## Given task 1
In the Goldsmith forum thread, why does Parsifal666 suggest picking up Jerry Goldsmith The Early Years? Answer in one to three sentences.
## Given task 2
Write the next part of the Goldsmith forum thread, continuing after the last line shown.

## Page
========================

So I'm a fan-dude, I don't care lol!


----------



## I like music

You've all seen the Verta masterclass on him, right? Very much worth a look.
But yes, please pinging down names for obscure Goldsmith stuff we may not have heard of.
Shame that you can find all the fucking Miley Cyrus you want on Spotify etc but to get the good Goldsmith stuff, you have to dive into the arse of Youtube.


----------



## jonathanparham

Parsifal666 said:


> If anyone hear wants to hear Jerry's early suspense and thriller music, pick up Jerry Goldsmith The Early Years. It contains killer music from classic shows like Perry Mason.
> 
> Goldsmith was a huge fan of and openly influenced by Bernard Herrmann in his earliest years composing for film; however it's fascinating to me how he took his influences and forged his own musical voice. His music for the Twilight Zone Movie was similarly eclectic and at tunes strikingly brilliant in my opinion.

========================

## Records shown
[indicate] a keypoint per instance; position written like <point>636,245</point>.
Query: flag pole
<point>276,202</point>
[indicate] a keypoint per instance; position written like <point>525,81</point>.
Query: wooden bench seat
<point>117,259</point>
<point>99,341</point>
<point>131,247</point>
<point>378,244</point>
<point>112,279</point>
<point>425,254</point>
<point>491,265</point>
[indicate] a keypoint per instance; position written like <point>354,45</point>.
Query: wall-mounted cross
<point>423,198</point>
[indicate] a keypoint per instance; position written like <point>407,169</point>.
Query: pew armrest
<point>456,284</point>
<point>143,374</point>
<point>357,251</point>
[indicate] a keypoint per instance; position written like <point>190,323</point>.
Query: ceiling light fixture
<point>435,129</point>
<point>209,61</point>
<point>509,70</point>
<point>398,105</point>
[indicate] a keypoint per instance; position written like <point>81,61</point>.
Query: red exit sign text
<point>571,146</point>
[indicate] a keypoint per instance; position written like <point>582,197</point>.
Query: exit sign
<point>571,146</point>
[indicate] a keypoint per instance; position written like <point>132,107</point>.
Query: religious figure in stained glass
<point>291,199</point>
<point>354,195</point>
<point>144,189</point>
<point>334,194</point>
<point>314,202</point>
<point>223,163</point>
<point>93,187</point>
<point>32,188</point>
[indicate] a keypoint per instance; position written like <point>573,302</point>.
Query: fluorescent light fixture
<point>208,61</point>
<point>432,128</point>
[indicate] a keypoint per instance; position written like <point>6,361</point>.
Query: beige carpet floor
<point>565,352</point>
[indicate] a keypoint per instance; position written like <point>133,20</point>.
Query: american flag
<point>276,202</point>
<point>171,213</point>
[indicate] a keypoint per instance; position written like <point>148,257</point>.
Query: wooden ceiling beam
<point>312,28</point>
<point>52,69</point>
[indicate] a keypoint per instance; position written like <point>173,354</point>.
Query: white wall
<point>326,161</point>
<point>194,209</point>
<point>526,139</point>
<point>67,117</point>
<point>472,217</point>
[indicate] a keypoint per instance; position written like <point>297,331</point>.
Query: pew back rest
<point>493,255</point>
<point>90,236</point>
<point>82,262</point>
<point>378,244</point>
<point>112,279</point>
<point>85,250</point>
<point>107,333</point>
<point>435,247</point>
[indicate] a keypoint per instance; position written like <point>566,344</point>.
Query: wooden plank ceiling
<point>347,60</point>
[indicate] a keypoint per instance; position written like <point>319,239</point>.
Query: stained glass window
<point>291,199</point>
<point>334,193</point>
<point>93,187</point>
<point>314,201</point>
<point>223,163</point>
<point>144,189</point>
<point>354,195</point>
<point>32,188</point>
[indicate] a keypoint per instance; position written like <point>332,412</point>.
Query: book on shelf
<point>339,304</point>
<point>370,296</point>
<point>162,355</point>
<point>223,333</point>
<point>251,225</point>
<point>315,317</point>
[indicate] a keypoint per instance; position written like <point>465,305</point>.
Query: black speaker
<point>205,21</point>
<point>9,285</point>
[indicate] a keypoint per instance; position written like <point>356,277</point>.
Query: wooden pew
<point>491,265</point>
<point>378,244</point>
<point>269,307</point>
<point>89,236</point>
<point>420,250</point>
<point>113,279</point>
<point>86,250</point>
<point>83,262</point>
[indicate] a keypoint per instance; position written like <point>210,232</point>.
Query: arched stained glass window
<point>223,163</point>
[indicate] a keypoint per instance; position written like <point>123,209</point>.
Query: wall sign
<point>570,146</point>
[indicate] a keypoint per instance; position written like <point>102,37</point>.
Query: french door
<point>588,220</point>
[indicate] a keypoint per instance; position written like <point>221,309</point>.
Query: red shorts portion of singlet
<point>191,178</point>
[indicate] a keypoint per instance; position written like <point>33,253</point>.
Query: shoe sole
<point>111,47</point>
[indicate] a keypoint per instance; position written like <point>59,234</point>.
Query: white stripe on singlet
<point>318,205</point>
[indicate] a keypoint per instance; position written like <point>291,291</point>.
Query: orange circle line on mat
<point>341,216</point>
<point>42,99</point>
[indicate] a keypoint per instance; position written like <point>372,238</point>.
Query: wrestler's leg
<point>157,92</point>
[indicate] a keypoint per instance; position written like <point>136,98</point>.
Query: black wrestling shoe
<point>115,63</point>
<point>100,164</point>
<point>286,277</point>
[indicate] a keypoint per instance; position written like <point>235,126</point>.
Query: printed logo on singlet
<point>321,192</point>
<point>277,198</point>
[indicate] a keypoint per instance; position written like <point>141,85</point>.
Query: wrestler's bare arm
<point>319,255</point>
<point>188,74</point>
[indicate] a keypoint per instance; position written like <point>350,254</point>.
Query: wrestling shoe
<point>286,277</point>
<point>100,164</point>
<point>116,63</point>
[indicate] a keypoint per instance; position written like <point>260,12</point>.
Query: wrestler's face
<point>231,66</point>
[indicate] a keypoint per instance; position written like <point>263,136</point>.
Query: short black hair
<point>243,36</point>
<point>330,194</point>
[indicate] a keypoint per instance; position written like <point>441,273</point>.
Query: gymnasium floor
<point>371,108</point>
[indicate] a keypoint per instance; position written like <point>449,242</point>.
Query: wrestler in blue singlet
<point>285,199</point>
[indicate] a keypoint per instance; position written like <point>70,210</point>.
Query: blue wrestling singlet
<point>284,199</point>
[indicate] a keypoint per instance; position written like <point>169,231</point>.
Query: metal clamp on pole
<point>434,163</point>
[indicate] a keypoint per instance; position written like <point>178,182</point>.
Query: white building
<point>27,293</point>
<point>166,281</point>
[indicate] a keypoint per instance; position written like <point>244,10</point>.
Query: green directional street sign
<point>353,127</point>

========================

## Expected output 1
Parsifal666 recommends it to anyone who wants to hear Jerry Goldsmith's early suspense and thriller music. It contains killer music from classic shows like Perry Mason.

## Expected output 2
> 
> So I'm a fan-dude, I don't care lol!


yup. there's even a podcast dedicated to his catalog.


----------



## Parsifal666

Boys from Brazil was one of my very first albums and it's truly the perfect mix of the classics (waltz), intense, harrowing suspense, biting action. Highly recommended. 

In fact, you could buy practically anything from the 60s and 70s (and an armload after) of Jerry's music and not go wrong. He was that great...he might have been the greatest (ducks the Williams sycophants' blows...hey I like John too!).


----------



## AR

Sum of all fears is also a great score


----------



## toomanynotes

Jaws


----------



## Ashermusic

toomanynotes said:


> Jaws



That’s John Williams, not Jerry Goldsmith.


----------



## ka00

I discovered this alien artifact in my mailbox today. Now, how do I turn this thing on?


----------



## Parsifal666

ka00 said:


> I discovered this alien artifact in my mailbox today. Now, how do I turn this thing on?



I'm deeply envious.


----------



## CT

I would *love* one of those nicely engraved scores for Star Trek: The Motion Picture.


----------



## ka00

Parsifal666 said:


> I'm deeply envious.



It's an investment, no doubt. But I plan to mine this score for knowledge the way Cohagen mined Mars for turbinium.


----------



## devonmyles

Too many for me to name one.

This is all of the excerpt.